• **EXTRAIT DU DOCUMENT**:
════

Ça y est, c’est parti, le premier ministre a demandé hier la dissolution de l’Assemblée nationale. Les Québécois voteront le 4 septembre prochain, au terme d’une campagne électorale estivale d’un mois.
Ces législatives sont appelées “élections générales” et ont la particularité d’être uninominales majoritaires à un tour, ce qui est un héritage du régime britannique (le parlement du Québec garde beaucoup du système de Westminster).
Le mode de scrutin québécois favorise les grands partis, sans garantir pour autant d’obtenir une majorité claire, et il mène la vie très dure aux petits partis.
Le gouvernement en place n’a reçu l’appui que de 24% des électeurs inscrits. Entre abstention et système de scrutin, le second alimentant en partie la première, il se pose la question de la représentativité de l’Assemblée nationale et certains citoyens militent pour des proportionnelles. Sans partager toutes ses idées, de nombreux Québécois trouveraient dommage qu’un Amir Khadir du petit parti de gauche Québec solidaire n’obtienne pas un siège à l’Assemblée, il y va en effet de la richesse des débats et de la pluralité des points de vue.

════

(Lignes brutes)

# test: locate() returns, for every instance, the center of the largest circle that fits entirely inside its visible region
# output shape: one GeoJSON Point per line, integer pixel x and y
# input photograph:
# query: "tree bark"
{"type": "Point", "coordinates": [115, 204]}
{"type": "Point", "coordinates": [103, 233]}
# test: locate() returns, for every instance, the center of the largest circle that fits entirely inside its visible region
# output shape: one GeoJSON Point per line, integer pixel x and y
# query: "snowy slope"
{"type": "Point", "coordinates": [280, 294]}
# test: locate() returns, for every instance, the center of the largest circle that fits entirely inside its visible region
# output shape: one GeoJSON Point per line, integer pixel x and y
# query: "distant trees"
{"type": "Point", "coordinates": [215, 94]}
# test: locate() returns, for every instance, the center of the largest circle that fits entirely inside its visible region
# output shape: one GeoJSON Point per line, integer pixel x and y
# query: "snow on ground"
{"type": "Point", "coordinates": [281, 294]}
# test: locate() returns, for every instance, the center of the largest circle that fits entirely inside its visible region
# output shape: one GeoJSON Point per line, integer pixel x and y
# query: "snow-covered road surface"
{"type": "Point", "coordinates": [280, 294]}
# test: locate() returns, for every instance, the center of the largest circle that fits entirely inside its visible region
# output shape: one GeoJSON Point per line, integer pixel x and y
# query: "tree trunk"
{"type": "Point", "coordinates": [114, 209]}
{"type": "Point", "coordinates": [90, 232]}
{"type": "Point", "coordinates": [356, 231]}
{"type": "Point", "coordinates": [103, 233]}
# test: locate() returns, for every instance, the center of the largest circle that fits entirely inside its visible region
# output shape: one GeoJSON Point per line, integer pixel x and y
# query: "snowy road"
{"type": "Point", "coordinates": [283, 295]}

════

• **TRAVAIL DEMANDÉ**: Reproduisez fidèlement le passage du texte sur les élections québécoises qui débute aux mots « Ça y est, c’est » et se termine après les mots « aux petits partis. ».

• **RÉSULTAT ATTENDU**:
Ça y est, c’est parti, le premier ministre a demandé hier la dissolution de l’Assemblée nationale. Les Québécois voteront le 4 septembre prochain, au terme d’une campagne électorale estivale d’un mois.
Ces législatives sont appelées “élections générales” et ont la particularité d’être uninominales majoritaires à un tour, ce qui est un héritage du régime britannique (le parlement du Québec garde beaucoup du système de Westminster).
Le mode de scrutin québécois favorise les grands partis, sans garantir pour autant d’obtenir une majorité claire, et il mène la vie très dure aux petits partis.